(Data records)
········

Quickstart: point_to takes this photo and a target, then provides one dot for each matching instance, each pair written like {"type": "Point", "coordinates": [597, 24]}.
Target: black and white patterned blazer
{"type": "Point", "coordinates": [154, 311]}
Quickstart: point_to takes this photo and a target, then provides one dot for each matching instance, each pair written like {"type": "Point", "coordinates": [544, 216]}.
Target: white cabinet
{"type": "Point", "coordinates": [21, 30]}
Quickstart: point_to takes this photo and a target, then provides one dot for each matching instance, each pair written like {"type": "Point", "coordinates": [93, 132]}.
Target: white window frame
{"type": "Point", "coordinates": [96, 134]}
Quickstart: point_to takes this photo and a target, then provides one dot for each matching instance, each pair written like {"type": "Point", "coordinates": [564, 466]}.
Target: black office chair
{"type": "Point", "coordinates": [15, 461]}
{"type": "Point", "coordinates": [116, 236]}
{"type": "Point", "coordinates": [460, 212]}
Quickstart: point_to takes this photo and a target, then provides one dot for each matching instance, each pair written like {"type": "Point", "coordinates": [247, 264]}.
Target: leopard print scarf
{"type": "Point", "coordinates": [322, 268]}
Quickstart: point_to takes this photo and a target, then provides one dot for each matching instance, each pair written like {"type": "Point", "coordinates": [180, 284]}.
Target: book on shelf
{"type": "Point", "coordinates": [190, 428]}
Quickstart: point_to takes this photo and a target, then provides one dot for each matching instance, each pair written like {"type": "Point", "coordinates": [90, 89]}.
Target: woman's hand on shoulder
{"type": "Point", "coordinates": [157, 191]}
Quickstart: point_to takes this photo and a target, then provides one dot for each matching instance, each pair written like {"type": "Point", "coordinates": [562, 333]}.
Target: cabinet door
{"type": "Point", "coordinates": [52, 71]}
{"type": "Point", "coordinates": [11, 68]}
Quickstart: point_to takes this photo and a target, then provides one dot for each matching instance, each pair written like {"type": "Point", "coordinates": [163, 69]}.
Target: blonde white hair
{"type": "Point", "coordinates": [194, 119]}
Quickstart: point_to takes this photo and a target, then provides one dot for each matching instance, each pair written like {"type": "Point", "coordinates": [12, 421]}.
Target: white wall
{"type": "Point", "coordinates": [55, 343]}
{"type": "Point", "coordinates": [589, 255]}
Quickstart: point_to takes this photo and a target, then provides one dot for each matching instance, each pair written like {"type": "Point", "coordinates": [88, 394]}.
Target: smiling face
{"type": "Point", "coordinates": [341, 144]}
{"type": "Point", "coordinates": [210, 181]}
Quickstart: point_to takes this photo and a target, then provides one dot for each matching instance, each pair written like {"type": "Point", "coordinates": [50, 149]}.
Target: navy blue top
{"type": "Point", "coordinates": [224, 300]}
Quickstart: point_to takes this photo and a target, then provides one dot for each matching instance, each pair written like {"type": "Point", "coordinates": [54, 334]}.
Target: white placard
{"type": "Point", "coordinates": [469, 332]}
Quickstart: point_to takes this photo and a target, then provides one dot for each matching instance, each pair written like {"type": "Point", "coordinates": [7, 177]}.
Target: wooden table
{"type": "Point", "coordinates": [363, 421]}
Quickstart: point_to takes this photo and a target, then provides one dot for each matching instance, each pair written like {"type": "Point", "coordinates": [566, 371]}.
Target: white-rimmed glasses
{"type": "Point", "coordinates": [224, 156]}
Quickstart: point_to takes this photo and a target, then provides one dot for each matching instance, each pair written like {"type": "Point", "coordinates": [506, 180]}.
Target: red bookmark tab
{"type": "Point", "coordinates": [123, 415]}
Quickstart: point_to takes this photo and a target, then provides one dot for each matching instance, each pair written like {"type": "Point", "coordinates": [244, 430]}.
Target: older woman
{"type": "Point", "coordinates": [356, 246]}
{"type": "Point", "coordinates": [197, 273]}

········

* [Task statement]:
Find every line in the rows above that contains the word "cabinet", and copy each of those lines.

* [Full solution]:
Target: white cabinet
Target: cabinet door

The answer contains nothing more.